• _DATASET RECORDS_
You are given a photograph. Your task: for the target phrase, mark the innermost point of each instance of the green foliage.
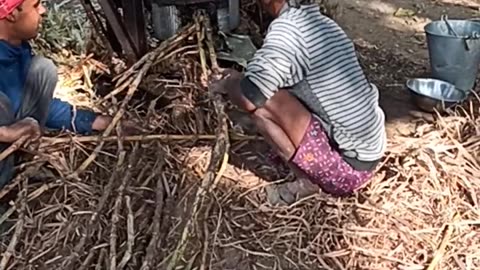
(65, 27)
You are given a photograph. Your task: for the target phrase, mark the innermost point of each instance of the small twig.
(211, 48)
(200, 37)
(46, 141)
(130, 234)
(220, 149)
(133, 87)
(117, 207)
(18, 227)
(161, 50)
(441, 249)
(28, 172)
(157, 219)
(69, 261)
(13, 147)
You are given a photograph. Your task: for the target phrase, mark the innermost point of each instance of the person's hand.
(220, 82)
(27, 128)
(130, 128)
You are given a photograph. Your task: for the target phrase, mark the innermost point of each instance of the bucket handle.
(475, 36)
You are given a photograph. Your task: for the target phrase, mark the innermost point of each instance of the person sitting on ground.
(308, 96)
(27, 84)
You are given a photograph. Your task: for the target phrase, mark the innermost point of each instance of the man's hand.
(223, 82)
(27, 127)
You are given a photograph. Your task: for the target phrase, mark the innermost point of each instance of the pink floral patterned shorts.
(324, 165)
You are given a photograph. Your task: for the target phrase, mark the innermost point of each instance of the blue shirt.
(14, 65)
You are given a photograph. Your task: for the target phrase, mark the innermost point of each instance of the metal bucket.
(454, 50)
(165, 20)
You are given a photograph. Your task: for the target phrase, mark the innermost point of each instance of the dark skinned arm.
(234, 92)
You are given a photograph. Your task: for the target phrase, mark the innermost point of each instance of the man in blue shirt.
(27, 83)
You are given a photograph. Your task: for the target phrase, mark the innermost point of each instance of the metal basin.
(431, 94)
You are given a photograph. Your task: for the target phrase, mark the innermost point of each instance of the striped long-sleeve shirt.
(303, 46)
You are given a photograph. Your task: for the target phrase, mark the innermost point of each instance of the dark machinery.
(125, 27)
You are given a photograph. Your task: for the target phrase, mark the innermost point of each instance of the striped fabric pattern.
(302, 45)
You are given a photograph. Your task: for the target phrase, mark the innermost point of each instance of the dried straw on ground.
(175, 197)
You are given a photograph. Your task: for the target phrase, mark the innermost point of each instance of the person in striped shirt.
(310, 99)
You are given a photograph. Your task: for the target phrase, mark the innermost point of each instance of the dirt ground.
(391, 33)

• _WORK ORDER_
Although the entries contain pictures, reproduce only the rest, exactly as written.

• _THE ANSWER_
You are given a photograph. Your task: for the target phrase, mark the innermost point of each instance of the green foliage.
(65, 27)
You are given a photograph. Your task: for the target phrase, mark the innermost point of each instance of the small twig.
(211, 48)
(200, 37)
(46, 141)
(130, 234)
(220, 149)
(133, 87)
(117, 207)
(18, 227)
(161, 50)
(441, 249)
(28, 172)
(157, 219)
(69, 261)
(13, 147)
You are given a photograph. Your task: for the target phrase, mark the innermost point of each instance of the person's hand.
(220, 82)
(27, 128)
(130, 128)
You are given a photograph. Your task: for the target phrase, mark the innermost point of each instance of the bucket handle.
(475, 36)
You are given a photograph. Your task: for the target phrase, mark the innermost point of each instance of the person sitting on ground.
(308, 96)
(27, 84)
You are given a photograph. Your task: for the target phrase, mark the innermost point of each instance of the man's hand.
(223, 82)
(27, 127)
You are given a photograph. Your task: for the target phrase, mark the innermost point of each instance of the pink floral patterned shorts.
(324, 165)
You are given a photograph. Your task: for the target phrase, mark the innermost point of each instance of the blue shirt.
(14, 65)
You are given a photograph. Your task: for the target phrase, mark the innermost point of each instance of the metal bucket.
(454, 50)
(165, 20)
You are given a photograph. Your task: for the target phrase, mark the innermost point of each instance of the dark skinned arm.
(234, 92)
You are given a photograph. Your task: for the target phrase, mark the innermost point of each instance of the man in blue shirt.
(27, 83)
You are given a photograph. Your task: for the target phrase, mark the innermost point of each instance of the metal basin.
(431, 94)
You are given a photograph. Your task: for the target phrase, mark the innermost point of each instance of the striped long-sleeve shirt.
(303, 46)
You are given a photograph. Your task: for the target phrase, mark the innermost point of each instance of the dark machinery.
(125, 27)
You are given a photograph. Your task: for the target phrase, mark the innermost point of each instance of the striped fabric pattern.
(302, 45)
You are given a photograph. Your task: for the target phrase, mark the innermost point of each instance of the dried straw on ground.
(175, 197)
You are given a photograph. Your task: for the target phrase, mark the innermost point of each instance of the person in striped shirt.
(310, 99)
You are given a photograph. Your task: for the target phrase, mark the innermost point of each instance of the dirt ground.
(391, 33)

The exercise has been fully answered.